• _Work to complete_: All entries below are to be returned exactly, with pictures left out.

***** Recorded information

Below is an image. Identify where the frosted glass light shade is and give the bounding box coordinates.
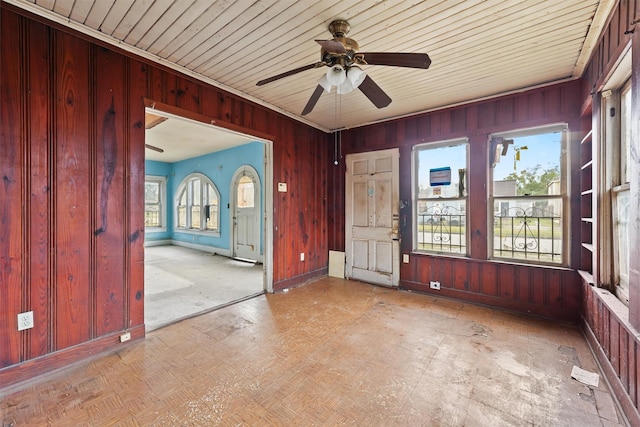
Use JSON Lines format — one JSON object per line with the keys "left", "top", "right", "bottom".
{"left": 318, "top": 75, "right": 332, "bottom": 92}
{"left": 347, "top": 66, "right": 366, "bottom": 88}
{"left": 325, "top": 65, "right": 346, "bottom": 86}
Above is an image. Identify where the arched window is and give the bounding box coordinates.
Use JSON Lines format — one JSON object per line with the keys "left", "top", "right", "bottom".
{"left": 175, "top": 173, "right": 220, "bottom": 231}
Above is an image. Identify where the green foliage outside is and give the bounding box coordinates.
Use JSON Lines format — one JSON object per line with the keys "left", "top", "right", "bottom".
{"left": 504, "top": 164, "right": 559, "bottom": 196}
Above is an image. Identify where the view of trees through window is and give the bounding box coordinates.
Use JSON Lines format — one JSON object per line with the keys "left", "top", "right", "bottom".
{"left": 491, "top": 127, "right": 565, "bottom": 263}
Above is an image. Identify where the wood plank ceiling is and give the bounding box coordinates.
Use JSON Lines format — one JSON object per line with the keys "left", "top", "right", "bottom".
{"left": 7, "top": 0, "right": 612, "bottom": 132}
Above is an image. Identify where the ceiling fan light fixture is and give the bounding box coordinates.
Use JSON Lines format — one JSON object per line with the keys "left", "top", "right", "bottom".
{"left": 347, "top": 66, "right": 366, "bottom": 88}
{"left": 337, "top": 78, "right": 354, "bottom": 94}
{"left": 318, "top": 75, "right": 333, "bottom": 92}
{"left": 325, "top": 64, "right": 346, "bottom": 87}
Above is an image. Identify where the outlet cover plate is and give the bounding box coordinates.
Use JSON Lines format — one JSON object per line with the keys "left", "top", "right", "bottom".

**********

• _Response to this exercise_:
Below is an image. Identify where the frosted glass light shade is and give the bounding box coordinates.
Use JSON Lines format — one JSON object per line with the keys "left", "top", "right", "bottom".
{"left": 318, "top": 75, "right": 332, "bottom": 92}
{"left": 347, "top": 66, "right": 366, "bottom": 88}
{"left": 325, "top": 65, "right": 346, "bottom": 86}
Above is an image. Identify where the arched window is and give the bounding box coordinates.
Use JSON Lines format — one JSON object per line with the keys "left", "top", "right", "bottom".
{"left": 175, "top": 173, "right": 220, "bottom": 231}
Above is an image. Identify where the green foliage outside is and give the bounding box coordinates.
Use JSON Lines format — one JSON object per line with the keys "left", "top", "right", "bottom".
{"left": 504, "top": 164, "right": 559, "bottom": 196}
Above is an image. Identify where the view of trees through window is and give the bounding box coordinates.
Use JSON Lines format — one JSON object per line with the keys "left", "top", "right", "bottom".
{"left": 491, "top": 127, "right": 565, "bottom": 263}
Above is an image. Identify where the wood plank ceiling is and give the bounding box coordinates.
Use JSON Lines format — one JSON object per line with the keys "left", "top", "right", "bottom".
{"left": 7, "top": 0, "right": 612, "bottom": 132}
Above is an image. Identify where the ceiling fan light fixture is and give the bounding box coordinates.
Use JSON Lines format — one JSON object per line with the keys "left", "top", "right", "bottom".
{"left": 347, "top": 66, "right": 366, "bottom": 88}
{"left": 337, "top": 78, "right": 354, "bottom": 94}
{"left": 318, "top": 75, "right": 333, "bottom": 92}
{"left": 325, "top": 64, "right": 346, "bottom": 87}
Above is an image. Identify where the outlet cover plate is and give the bounding box coordinates.
Use JSON Lines format — one JSON object per line with the keys "left", "top", "right", "bottom".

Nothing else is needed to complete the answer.